- **YOUR INSTRUCTIONS**
This task calls for the lines below starting at the one containing "The component shall return one point per instance of the lower" and ending at the one containing "the chick's body", repeated exactly with both ends kept and pictures left out.
*** SUPPLIED RECORDS Section Begins ***
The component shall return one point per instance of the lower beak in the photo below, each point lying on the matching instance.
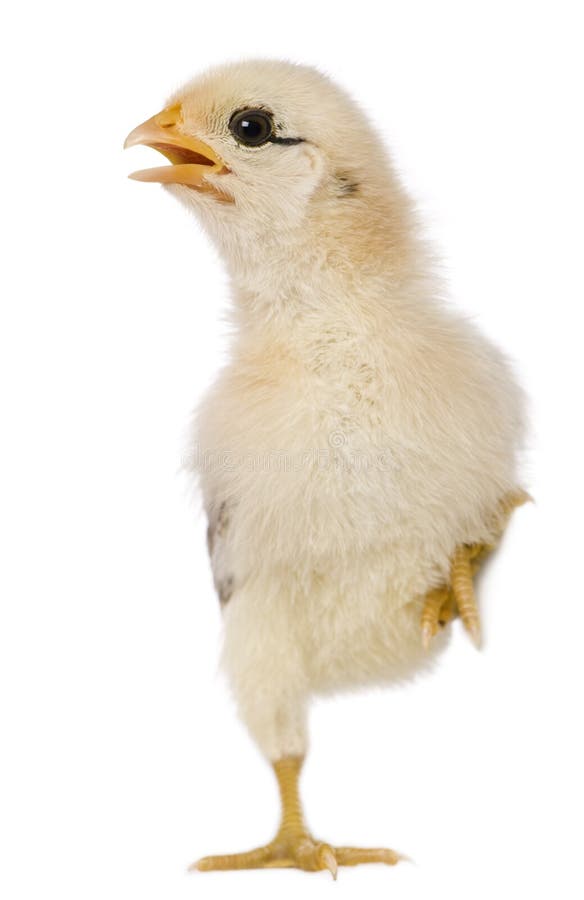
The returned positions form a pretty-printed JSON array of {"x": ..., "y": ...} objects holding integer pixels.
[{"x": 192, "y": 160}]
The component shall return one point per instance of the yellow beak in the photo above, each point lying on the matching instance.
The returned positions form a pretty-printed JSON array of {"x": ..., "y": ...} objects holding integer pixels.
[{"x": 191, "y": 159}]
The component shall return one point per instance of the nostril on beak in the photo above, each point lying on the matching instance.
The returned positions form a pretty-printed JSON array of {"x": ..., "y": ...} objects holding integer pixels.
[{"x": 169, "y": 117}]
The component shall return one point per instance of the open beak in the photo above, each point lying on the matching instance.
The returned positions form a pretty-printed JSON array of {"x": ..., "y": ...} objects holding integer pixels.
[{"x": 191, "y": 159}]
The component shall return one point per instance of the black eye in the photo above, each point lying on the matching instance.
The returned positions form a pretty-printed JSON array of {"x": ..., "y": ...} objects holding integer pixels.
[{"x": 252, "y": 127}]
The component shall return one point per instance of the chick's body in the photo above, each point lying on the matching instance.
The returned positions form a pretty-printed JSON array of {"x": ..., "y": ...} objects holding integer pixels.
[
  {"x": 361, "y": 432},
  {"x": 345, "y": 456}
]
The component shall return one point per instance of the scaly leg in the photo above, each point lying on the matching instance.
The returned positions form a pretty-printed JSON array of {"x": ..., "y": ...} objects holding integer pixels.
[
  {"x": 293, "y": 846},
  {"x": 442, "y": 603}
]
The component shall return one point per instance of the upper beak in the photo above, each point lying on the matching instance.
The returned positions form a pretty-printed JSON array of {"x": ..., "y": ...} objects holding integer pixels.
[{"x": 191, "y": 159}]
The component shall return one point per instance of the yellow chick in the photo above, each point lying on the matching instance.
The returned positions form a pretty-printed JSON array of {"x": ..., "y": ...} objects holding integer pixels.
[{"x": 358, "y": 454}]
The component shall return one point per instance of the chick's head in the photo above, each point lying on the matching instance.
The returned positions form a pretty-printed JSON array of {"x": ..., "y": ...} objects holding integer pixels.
*** SUPPLIED RECORDS Section Ends ***
*** SUPPLIED RECORDS Section Begins ***
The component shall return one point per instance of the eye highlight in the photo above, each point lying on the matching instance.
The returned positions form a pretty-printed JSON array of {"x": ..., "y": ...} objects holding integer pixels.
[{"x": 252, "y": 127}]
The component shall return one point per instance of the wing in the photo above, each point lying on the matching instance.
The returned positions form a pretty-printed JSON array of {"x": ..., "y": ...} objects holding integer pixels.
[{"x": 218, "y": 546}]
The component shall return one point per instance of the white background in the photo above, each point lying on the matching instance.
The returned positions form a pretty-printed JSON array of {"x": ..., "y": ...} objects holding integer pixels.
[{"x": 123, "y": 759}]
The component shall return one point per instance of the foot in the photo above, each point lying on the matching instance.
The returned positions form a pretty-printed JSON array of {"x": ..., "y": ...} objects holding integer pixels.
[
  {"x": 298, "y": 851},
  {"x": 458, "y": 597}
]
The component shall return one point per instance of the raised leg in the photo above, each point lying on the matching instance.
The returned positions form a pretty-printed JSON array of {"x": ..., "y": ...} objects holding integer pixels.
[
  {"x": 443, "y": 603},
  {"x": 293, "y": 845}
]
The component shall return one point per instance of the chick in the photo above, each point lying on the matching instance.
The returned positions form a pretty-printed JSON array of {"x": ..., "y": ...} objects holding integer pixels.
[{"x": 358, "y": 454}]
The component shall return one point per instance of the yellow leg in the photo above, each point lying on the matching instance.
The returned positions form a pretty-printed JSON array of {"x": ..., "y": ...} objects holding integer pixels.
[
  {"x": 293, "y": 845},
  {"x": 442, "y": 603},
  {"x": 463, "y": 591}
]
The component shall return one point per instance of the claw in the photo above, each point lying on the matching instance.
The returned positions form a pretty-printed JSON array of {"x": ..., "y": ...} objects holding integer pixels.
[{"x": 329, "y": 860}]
*** SUPPLIED RECORDS Section Ends ***
*** SUPPLIED RECORDS Section Begins ***
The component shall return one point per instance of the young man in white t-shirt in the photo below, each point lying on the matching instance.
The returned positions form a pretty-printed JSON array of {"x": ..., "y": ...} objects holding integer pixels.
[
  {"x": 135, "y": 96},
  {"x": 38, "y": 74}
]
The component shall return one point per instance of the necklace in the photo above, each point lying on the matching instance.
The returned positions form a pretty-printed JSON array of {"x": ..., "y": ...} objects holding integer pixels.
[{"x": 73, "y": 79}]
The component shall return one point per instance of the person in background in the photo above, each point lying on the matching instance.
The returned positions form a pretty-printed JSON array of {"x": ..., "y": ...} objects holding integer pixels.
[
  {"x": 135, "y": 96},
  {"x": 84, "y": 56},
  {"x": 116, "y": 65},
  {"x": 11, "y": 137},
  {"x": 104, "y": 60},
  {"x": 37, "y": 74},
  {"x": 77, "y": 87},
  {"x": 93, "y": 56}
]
*** SUPPLIED RECORDS Section Ends ***
- **RESPONSE**
The component shall return one point per instance of the lower beak in the photo below, each point lying on the matching instance.
The returned positions form a pretty-printed JSON array of {"x": ..., "y": ...} objects holding integer pixels.
[{"x": 192, "y": 160}]
The component shall return one point per instance of the yellow beak in the photo above, each point lying on the matching instance.
The returned positions form a pretty-printed JSON array of {"x": ..., "y": ...} objects holding integer pixels.
[{"x": 191, "y": 159}]
The component shall return one point per instance of the nostril on beak in the photo above, each point lying on the matching instance.
The returned positions form a pretty-printed JSON array of {"x": ..., "y": ...} objects holding integer pixels.
[{"x": 169, "y": 117}]
The component shall return one point per instance of the open beak in the photo above, each point lying on the matching instance.
The returned positions form a pretty-printed JSON array of {"x": ..., "y": ...} objects holding integer pixels.
[{"x": 191, "y": 159}]
The component shall return one point per instance of the black eye in the photo above, each point lying on the matching instance.
The returned positions form a pretty-printed JSON array of {"x": ..., "y": ...} objects holding integer pixels.
[{"x": 252, "y": 127}]
The component shall return one point per instance of the chick's body in the photo above, each point lying on the matching instance.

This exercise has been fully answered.